Given data —

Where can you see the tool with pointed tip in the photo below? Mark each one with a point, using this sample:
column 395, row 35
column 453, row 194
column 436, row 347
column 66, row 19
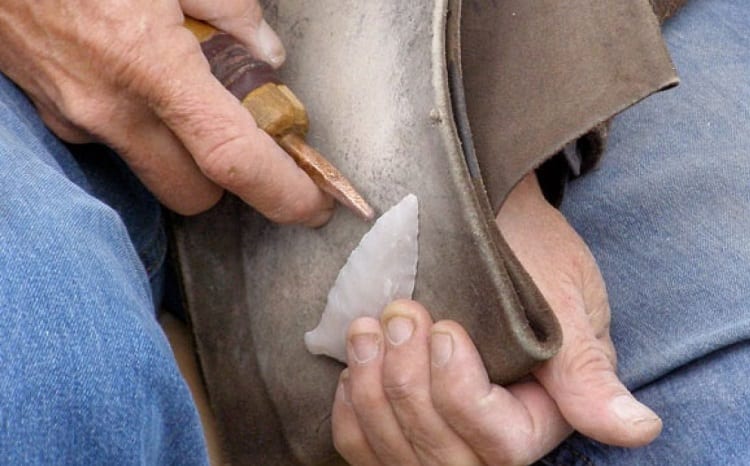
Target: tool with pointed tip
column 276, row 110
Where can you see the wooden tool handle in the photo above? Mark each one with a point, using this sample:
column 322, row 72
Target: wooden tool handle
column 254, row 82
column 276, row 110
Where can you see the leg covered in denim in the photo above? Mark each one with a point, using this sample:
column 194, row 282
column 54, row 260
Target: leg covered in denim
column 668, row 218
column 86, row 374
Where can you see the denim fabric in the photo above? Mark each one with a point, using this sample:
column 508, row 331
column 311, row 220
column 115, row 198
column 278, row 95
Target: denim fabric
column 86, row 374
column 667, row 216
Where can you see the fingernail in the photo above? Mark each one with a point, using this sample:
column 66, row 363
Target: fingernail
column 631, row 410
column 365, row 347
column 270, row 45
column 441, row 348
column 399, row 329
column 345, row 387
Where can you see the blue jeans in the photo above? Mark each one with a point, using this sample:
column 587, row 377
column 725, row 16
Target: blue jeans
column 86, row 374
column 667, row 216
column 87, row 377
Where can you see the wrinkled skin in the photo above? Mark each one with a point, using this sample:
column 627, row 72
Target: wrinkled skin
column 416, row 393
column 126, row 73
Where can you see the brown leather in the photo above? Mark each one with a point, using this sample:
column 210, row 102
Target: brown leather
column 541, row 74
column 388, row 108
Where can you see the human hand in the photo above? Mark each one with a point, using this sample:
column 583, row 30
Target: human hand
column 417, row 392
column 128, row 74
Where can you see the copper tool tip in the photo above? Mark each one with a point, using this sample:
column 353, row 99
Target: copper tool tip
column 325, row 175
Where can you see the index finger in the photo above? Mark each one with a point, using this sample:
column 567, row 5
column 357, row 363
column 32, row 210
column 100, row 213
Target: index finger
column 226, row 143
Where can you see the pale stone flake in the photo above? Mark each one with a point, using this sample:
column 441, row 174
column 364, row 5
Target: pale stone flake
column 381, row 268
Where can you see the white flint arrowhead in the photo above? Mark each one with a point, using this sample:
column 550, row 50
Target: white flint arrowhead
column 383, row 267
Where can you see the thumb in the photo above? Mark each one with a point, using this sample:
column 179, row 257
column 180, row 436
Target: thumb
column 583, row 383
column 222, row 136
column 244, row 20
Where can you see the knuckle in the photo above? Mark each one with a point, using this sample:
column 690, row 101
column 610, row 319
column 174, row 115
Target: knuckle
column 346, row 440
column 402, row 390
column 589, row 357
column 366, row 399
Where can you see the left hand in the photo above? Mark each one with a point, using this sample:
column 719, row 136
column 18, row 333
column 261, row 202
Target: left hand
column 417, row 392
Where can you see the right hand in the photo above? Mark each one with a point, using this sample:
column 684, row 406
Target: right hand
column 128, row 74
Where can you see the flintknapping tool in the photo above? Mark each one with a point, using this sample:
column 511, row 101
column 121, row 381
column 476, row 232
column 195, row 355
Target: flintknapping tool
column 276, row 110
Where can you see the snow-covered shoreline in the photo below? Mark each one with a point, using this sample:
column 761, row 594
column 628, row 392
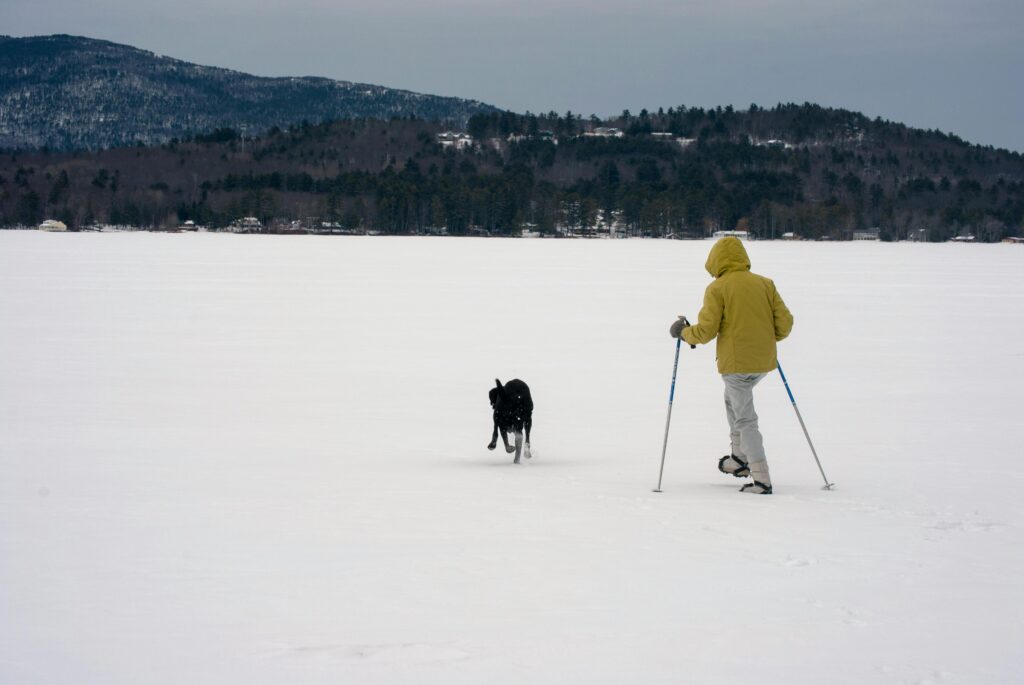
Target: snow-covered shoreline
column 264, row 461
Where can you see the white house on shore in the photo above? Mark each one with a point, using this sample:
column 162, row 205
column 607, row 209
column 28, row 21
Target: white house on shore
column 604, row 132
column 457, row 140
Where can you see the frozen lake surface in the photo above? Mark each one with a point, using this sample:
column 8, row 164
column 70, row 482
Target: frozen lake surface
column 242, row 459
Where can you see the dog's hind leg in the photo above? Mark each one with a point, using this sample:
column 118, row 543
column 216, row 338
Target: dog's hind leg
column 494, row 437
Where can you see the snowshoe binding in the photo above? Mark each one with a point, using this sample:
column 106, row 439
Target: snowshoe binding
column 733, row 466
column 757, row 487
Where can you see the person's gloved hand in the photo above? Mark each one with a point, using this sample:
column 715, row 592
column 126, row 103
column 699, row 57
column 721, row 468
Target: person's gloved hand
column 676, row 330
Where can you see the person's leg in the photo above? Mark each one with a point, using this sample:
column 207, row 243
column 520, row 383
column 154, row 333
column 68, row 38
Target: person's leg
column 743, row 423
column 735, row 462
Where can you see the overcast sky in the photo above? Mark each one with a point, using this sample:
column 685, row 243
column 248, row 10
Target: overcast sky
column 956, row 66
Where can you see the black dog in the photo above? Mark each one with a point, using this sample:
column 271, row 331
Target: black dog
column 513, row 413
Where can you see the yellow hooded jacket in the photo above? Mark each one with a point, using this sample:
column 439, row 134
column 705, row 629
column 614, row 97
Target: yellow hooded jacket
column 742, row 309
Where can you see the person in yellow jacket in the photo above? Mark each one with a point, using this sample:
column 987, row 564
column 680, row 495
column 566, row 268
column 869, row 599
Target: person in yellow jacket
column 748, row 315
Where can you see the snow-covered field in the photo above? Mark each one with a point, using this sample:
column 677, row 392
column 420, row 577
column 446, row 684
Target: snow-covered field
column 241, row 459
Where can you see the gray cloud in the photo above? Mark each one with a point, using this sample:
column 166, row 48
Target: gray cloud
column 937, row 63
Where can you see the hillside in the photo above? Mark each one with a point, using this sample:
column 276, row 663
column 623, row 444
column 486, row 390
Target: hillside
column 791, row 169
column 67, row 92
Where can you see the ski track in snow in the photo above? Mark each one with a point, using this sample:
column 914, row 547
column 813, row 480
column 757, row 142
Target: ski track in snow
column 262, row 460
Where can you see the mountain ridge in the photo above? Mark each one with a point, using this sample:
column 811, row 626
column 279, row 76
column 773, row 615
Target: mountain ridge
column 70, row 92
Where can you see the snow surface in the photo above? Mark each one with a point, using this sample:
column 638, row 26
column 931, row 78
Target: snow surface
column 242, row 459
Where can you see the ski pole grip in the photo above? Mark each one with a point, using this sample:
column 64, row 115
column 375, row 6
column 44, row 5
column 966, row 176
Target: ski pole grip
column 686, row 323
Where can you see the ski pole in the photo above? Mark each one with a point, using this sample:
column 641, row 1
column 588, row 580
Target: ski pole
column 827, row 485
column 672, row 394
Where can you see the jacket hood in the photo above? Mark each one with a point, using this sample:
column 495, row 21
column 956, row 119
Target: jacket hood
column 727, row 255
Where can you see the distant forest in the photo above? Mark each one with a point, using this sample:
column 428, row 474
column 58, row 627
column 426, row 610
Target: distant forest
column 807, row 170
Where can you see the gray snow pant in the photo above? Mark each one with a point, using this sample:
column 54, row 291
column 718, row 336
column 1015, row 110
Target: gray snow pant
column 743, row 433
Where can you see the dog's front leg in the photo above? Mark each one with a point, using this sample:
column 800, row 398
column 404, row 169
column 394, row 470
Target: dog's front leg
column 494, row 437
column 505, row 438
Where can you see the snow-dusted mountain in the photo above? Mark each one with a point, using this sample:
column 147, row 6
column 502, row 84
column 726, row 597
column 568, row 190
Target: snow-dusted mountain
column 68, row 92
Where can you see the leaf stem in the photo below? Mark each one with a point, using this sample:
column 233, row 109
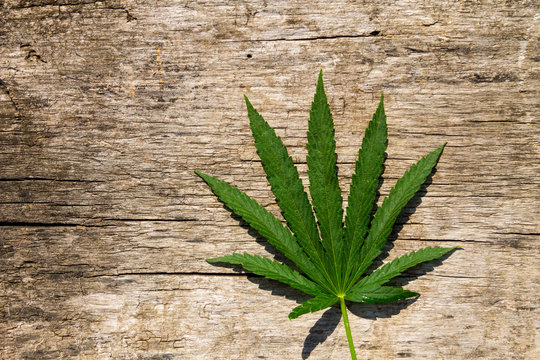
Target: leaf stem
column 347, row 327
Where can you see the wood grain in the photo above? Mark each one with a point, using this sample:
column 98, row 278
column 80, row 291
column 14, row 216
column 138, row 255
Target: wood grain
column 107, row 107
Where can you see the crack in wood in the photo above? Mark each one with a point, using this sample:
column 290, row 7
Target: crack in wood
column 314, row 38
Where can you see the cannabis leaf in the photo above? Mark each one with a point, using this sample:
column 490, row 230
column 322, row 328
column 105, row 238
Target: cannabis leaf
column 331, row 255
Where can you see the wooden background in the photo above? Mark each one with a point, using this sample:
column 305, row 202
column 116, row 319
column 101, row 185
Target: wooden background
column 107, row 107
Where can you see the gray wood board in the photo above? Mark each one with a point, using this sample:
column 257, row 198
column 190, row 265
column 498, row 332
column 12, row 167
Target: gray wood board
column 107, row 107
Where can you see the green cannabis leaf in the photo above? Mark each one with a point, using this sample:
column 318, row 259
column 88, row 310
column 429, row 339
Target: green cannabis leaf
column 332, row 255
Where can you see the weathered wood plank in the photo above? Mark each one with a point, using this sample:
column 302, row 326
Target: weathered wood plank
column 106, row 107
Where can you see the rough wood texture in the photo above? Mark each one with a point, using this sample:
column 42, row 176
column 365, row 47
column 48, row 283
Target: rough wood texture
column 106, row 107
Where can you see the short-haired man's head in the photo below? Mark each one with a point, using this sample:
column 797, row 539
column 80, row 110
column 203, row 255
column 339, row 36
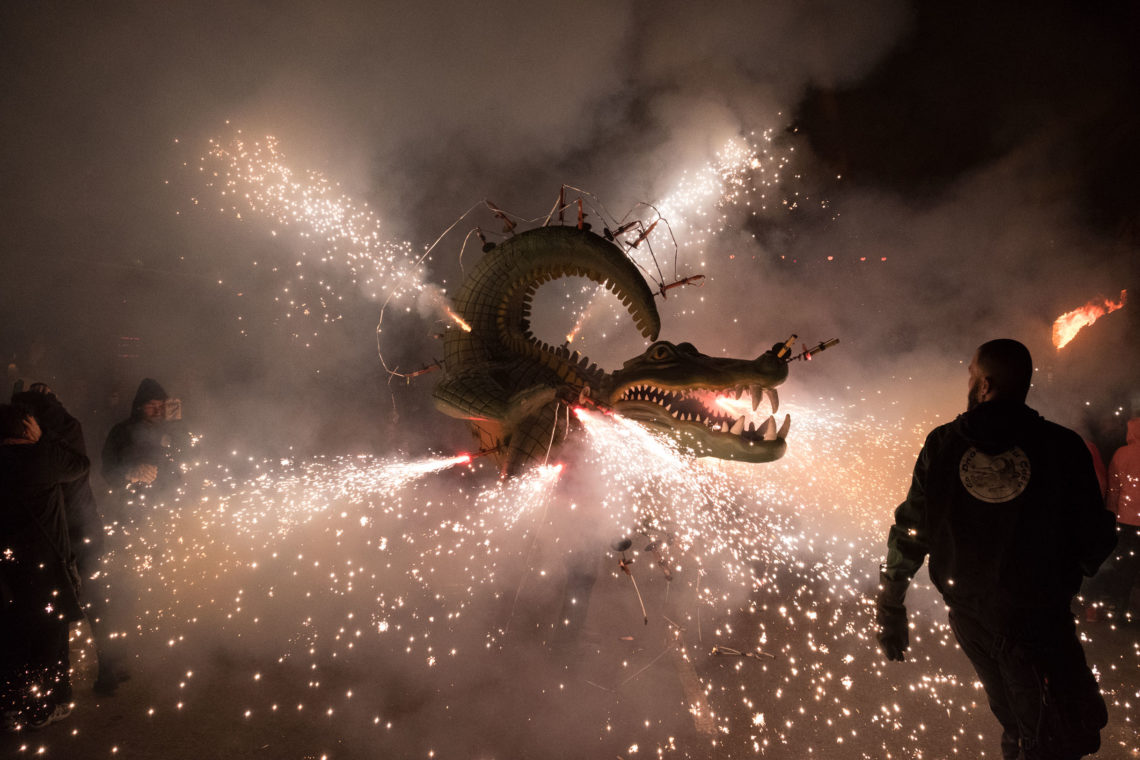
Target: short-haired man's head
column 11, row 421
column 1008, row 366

Short task — Reproduce the lines of the items above verbatim, starting with the line that contains "Where can you see the snowshoe" and ending with the line that contains "column 67, row 92", with both of those lines included.

Solution to this exercise —
Where can you see the snowshoe binding in the photo above? Mark each one with a point, using this sample:
column 106, row 439
Target: snowshoe binding
column 733, row 466
column 757, row 487
Where can you see the person's gloved hand in the photo above? Mark each one with a point, using this sample:
column 715, row 592
column 126, row 103
column 699, row 57
column 721, row 468
Target: person's gloved hand
column 676, row 330
Where can you see the person's leg in the photo above? Mark each one with a point, using this sample:
column 207, row 243
column 520, row 383
column 154, row 333
column 68, row 38
Target: person's leg
column 743, row 423
column 735, row 462
Where can you see the overcast sky in the photo above? Mark each one with a point, using this sample:
column 685, row 243
column 248, row 10
Target: overcast sky
column 956, row 66
Where can you see the black dog in the photo above? Mark each one with a point, using this sample:
column 271, row 331
Target: black dog
column 513, row 413
Where can you see the yellow hooded jacket in the photo above? Mark each one with a point, using this sample:
column 439, row 134
column 705, row 629
column 614, row 97
Target: yellow hooded jacket
column 742, row 309
Where can you see the person in yellow jacket in the photo above? Mark each one with a point, using this sample:
column 987, row 564
column 680, row 495
column 566, row 268
column 869, row 599
Target: person in yellow jacket
column 748, row 315
Where can you see the snow-covered field in the photo above? Mark each one with a point, using this sample:
column 677, row 392
column 420, row 577
column 446, row 684
Target: snow-covered field
column 241, row 459
Where can you see the gray cloud in the photo above? Mark each one with a point, using this sample:
column 166, row 48
Target: gray cloud
column 937, row 63
Where can you see the hillside in the photo above? Mark each one with a point, using this sample:
column 276, row 663
column 623, row 444
column 486, row 390
Target: hillside
column 791, row 169
column 67, row 92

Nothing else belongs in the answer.